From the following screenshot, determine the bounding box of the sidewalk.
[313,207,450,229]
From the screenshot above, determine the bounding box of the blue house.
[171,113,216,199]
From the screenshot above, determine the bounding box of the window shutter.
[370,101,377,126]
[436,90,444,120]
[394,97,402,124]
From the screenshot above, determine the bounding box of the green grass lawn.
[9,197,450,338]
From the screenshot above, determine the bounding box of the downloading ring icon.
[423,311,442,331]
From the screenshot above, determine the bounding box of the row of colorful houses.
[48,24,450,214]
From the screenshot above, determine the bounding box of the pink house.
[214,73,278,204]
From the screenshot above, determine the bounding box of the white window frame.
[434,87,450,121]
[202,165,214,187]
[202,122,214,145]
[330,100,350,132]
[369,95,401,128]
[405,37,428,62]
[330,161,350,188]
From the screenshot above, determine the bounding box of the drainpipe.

——

- **INSTRUCTION**
Count the lines in the listing above that contain the string "screenshot", matching case exactly, and reply with the number alone.

- **ANSWER TO THE EXERCISE**
9